_DATA PROVIDED_
+++++

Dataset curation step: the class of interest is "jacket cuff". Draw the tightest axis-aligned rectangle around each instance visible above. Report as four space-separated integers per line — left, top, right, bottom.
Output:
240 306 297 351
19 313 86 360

+++++

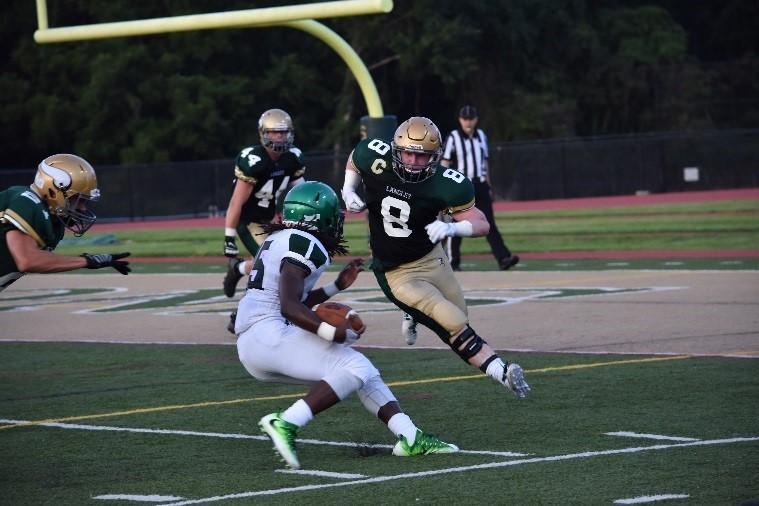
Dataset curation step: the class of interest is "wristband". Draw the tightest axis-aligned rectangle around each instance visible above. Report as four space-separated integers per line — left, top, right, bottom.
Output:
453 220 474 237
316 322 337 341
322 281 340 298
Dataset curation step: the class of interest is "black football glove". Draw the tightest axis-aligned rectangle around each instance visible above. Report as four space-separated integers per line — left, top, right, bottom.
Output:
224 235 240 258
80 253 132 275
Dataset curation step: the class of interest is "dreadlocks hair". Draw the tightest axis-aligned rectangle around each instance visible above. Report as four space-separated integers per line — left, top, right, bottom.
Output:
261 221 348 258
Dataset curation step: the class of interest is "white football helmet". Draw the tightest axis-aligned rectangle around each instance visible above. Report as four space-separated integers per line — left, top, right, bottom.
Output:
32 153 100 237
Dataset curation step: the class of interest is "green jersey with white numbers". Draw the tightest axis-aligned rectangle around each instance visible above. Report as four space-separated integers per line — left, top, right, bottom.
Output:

+++++

_DIRECTIONS_
Extract every line in the rows above that contains the word "white", and copy each of those lines in full.

_OUTPUT FOR THIS TASK_
Dataset curation step: the class of interest is "white football helmet". Draw the tightest axis-aligned rectangle around each instance visible above. Report as four space-separated integers per line — left, top, right, bottom.
Dataset curation step: the class of interest is "green jersey with white numbers". Draw the tightest axis-aligned rectangle around each instance visible above. Report as four space-separated integers per line — left, top, right, bottom.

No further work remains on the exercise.